_EXERCISE REQUIREMENTS:_
Copy everything in the rare events logistic regression passage from "If $\tau$ is" down to "the actual coverage.", swapping "point estimate" for "single estimate".

_SELECTED EXCERPT:_
------------------------------

Like the standard logistic regression, the stochastic component for the rare events logistic regression is:

\[ Y_i \; \sim \; \textrm{Bernoulli}(\pi_i), \]

where $Y_i$ is the binary dependent variable, and takes a value of either 0 or 1.

The systematic component is:

\[ \pi_i \; = \; \frac{1}{1 + \exp(-x_i \beta)}. \]

If the sample is generated via a case-control (or choice-based) design, such as when drawing all events (or “cases”) and a sample from the non-events (or “controls”) and going backwards to collect the explanatory variables, you must correct for selecting on the dependent variable. While the slope coefficients are approximately unbiased, the constant term may be significantly biased. Zelig has two methods for case control correction:
- The “prior correction” method adjusts the intercept term. Let $\tau$ be the true population fraction of events, $\bar{y}$ the fraction of events in the sample, and $\hat{\beta_0}$ the uncorrected intercept term. The corrected intercept $\beta_0$ is:

\[ \beta = \hat{\beta_0} - \ln \left[ \bigg( \frac{1 - \tau}{\tau} \bigg) \bigg( \frac{\bar{y}}{1 - \bar{y}} \bigg) \right]. \]

The “weighting” method performs a weighted logistic regression to correct for a case-control sampling design. Let the 1 subscript denote observations for which the dependent variable is observed as a 1, and the 0 subscript denote observations for which the dependent variable is observed as a 0. Then the vector of weights $w_i$

\[ \begin{aligned} w_1 &=& \frac{\tau}{\bar{y}} \\ w_0 &=& \frac{(1 - \tau)}{(1 - \bar{y})} \\ w_i &=& w_1 Y_i + w_0 (1 - Y_i) \end{aligned} \]

If $\tau$ is unknown, you may alternatively specify an upper and lower bound for the possible range of $\tau$. In this case, the relogit procedure uses “robust Bayesian” methods to generate a confidence interval (rather than a point estimate) for each quantity of interest. The nominal coverage of the confidence interval is at least as great as the actual coverage.

------------------------------

_COLLECTED DATA:_

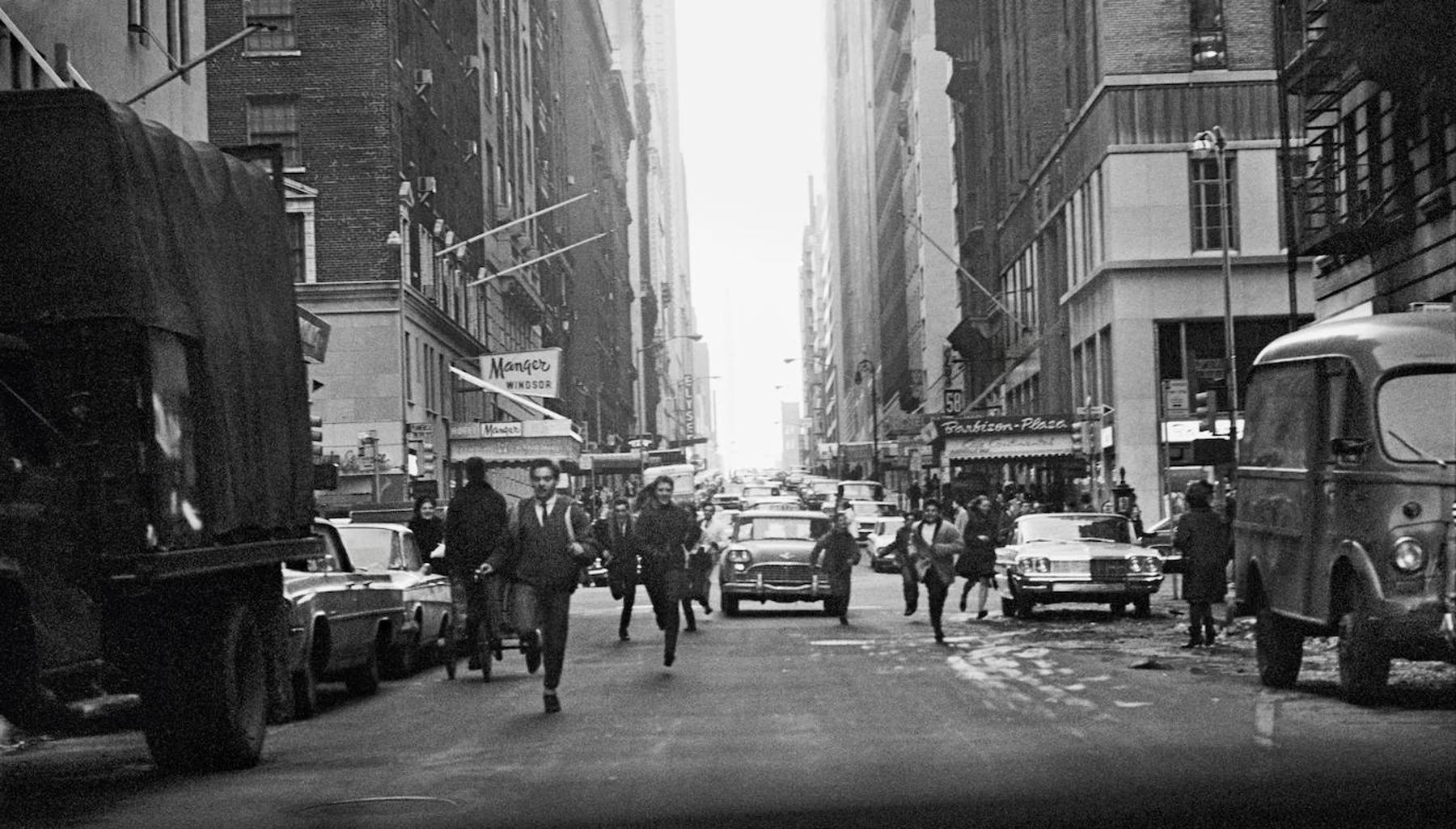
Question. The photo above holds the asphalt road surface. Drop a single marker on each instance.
(782, 717)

------------------------------

_ANSWER TO THE PROBLEM:_
If $\tau$ is unknown, you may alternatively specify an upper and lower bound for the possible range of $\tau$. In this case, the relogit procedure uses “robust Bayesian” methods to generate a confidence interval (rather than a single estimate) for each quantity of interest. The nominal coverage of the confidence interval is at least as great as the actual coverage.